Ausgewählter Auszug -

----

Hamburg. Im Lotsenhaus Altona sind fast alle Angestellten weiblich. Gegen welche Vorurteile die Hamburgerinnen täglich ankämpfen.
„Hast du was, Kind?“, fragten die Eltern leicht besorgt, als die 14-jährige Tochter ihnen mitteilte: „Ich möchte später Bestatterin werden!“ „Was stimmt mit dir nicht?“, fragte die Clique leicht verwundert, als die Freundin an der örtlichen Eisdiele vor allem den Blick auf den benachbarten Friedhof mochte. „Morgen kommst du eh nicht wieder“, sagte der Bestatter leicht resigniert, als die Praktikantin ihren ersten Tag hinter sich gebracht hatte. Er sollte sich täuschen.
Denn diese Tochter, diese Freundin, diese Praktikantin von damals heißt Seren Gören, ist heute 28 Jahre jung – und eine der wenigen Bestattermeisterinnen der Republik, Tendenz stark steigend. Erst im April hat sie im unterfränkischen Münnerstadt am Bundesausbildungszentrum der Bestatter die Prüfung bestanden. Ein Teil davon: BWL, Betriebsführung und ein komplizierter fiktiver Sterbefall, nämlich die Überführung eines Toten aus dem Ausland, Patchworkfamilie, Vorschriften.
Bestattung Hamburg: Lotsenhaus Altona gibt Trauer Raum und Zeit
Doch Seren Gören hat das alles bereits erlebt. Seit 2019 schon arbeitet sie im Lotsenhaus in Altona, einem „alternativen Bestattungsunternehmen“, das zur gemeinnützigen Organisation Hamburg Leuchtfeuer gehört. Das Lotsenhaus liegt mitten im Stadtteil, unweit des Bahnhofs Altona. Weil auch der Tod manchmal mitten ins Leben platzt.

----

[Dateneinträge]
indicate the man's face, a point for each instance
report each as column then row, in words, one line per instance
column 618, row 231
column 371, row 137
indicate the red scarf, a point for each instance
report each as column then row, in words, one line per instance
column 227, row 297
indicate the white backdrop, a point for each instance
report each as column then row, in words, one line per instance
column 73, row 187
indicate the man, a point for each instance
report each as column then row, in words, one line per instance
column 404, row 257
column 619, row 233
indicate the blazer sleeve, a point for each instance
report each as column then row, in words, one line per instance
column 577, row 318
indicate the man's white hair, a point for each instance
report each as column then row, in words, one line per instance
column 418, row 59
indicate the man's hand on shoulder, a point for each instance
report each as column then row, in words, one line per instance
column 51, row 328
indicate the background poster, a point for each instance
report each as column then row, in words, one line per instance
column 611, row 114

----

Arbeitsauftrag 1 -
Beantworten Sie anhand des Auszugs:
(a) Wie alt war die Tochter, als sie ihren Eltern sagte, sie wolle später Bestatterin werden?
(b) In welchem Ort hat Seren Gören im April ihre Prüfung bestanden?
(c) Zu welcher gemeinnützigen Organisation gehört das Lotsenhaus?
Arbeitsauftrag 2 -
Schreiben Sie aus dem Auszug den Abschnitt zwischen „Hamburg. Im Lotsenhaus“ und „sollte sich täuschen.“ einschließlich wortgetreu ab.
Stützen Sie sich ausschließlich auf den Auszug.

Vollständige Ausgabe 1 -
(a) Sie war 14 Jahre alt.
(b) In Münnerstadt, am Bundesausbildungszentrum der Bestatter.
(c) Zu Hamburg Leuchtfeuer.

Vollständige Ausgabe 2 -
Hamburg. Im Lotsenhaus Altona sind fast alle Angestellten weiblich. Gegen welche Vorurteile die Hamburgerinnen täglich ankämpfen.
„Hast du was, Kind?“, fragten die Eltern leicht besorgt, als die 14-jährige Tochter ihnen mitteilte: „Ich möchte später Bestatterin werden!“ „Was stimmt mit dir nicht?“, fragte die Clique leicht verwundert, als die Freundin an der örtlichen Eisdiele vor allem den Blick auf den benachbarten Friedhof mochte. „Morgen kommst du eh nicht wieder“, sagte der Bestatter leicht resigniert, als die Praktikantin ihren ersten Tag hinter sich gebracht hatte. Er sollte sich täuschen.